● **Consignes de l'exercice**:
(1) Recopiez le passage de l'extrait à lire allant de « 12) Par décision » à « contre cette décision. ».
(2) Selon l'extrait à lire, pour quel motif la commission de domiciliation a-t-elle refusé, le 10 novembre 2021, d'entrer en matière sur la demande de reconsidération ?

● **Extrait à lire**:

____

10) M. A______ a, le 19 octobre 2021, demandé au président de ladite commission de reconsidérer cette décision.

Son poste ne l'obligeait pas à travailler le week-end et il n'avait pas de piquets pendant l'année. Il était toujours disponible en cas d'urgence. Il avait cherché à faire les choses honnêtement et ne comprenait pas le refus, ce d'autant plus qu'il connaissait des personnes qui habitaient bien plus loin, sans déclarer officiellement leur domicile réel. L'acquisition de sa maison était en cours ; le compromis de vente avait été signé et il ne pouvait pas se permettre de revenir en arrière car l'annulation de la vente coûterait cher. Il voulait aller de l'avant en toute sérénité et demandait que son cas soit réétudié pour éviter des problèmes juridiques ou une perte d'emploi.

11) Par courrier du 2 novembre 2021, M. A______ a été convoqué pour une seconde audition par cette commission le 9 novembre suivant.

Toutefois, selon la ville, en raison de problèmes de connexion de son côté, il n'a pas pu être auditionné malgré de multiples tentatives.

12) Par décision du 10 novembre 2021, la commission de domiciliation a refusé d'entrer en matière sur la demande de reconsidération au motif d'absence de tout fait nouveau.

13) M. A______ a recouru auprès du conseil administratif (ci-après : CA) le 21 novembre 2021 contre cette décision.

____

● **Données extraites**:

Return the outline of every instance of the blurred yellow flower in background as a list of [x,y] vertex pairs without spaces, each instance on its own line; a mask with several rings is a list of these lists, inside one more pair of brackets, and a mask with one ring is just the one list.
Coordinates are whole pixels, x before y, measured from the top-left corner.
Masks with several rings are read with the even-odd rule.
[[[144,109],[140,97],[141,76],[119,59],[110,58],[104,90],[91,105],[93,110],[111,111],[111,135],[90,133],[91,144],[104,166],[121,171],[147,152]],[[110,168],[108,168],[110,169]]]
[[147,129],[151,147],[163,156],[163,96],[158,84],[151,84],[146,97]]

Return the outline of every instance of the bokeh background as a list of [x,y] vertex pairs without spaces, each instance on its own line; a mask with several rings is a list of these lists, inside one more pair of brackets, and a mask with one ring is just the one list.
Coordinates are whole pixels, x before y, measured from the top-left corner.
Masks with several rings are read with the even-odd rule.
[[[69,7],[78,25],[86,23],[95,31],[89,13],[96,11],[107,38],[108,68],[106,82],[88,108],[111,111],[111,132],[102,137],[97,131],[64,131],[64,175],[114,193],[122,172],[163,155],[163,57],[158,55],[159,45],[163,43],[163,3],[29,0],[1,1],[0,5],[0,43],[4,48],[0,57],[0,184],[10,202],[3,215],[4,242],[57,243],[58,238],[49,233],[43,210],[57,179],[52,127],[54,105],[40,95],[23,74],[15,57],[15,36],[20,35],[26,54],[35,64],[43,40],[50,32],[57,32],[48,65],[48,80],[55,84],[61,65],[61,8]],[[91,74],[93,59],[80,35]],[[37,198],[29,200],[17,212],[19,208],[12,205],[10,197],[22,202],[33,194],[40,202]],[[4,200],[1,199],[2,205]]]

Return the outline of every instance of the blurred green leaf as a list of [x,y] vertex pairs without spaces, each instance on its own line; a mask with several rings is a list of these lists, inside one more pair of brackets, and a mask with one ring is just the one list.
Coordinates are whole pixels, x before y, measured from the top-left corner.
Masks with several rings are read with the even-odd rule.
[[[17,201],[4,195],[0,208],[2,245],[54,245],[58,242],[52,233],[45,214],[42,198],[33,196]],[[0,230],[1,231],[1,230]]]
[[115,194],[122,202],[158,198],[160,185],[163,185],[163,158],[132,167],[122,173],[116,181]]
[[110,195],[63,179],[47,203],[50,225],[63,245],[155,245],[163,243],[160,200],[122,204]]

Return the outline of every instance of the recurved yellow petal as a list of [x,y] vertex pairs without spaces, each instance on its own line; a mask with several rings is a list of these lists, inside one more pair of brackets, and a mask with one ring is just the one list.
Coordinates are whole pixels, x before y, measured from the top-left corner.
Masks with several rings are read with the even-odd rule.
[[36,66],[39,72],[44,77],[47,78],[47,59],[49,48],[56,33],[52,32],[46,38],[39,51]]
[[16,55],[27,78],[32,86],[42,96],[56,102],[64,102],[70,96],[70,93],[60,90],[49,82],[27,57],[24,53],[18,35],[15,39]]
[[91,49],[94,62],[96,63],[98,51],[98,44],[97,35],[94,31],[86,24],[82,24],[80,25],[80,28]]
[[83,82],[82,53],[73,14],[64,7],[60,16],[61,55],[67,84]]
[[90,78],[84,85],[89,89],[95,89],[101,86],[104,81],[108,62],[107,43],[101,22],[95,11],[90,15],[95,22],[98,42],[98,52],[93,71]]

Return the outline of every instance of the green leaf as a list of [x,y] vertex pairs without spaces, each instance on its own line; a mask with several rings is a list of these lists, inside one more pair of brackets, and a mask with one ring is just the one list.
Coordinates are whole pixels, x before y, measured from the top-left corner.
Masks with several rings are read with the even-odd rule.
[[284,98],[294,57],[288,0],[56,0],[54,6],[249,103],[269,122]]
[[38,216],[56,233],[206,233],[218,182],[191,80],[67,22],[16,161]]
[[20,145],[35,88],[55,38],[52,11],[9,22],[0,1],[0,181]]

____

● **Réponses**:
(1)
12) Par décision du 10 novembre 2021, la commission de domiciliation a refusé d'entrer en matière sur la demande de reconsidération au motif d'absence de tout fait nouveau.

13) M. A______ a recouru auprès du conseil administratif (ci-après : CA) le 21 novembre 2021 contre cette décision.

(2) Au motif d'absence de tout fait nouveau.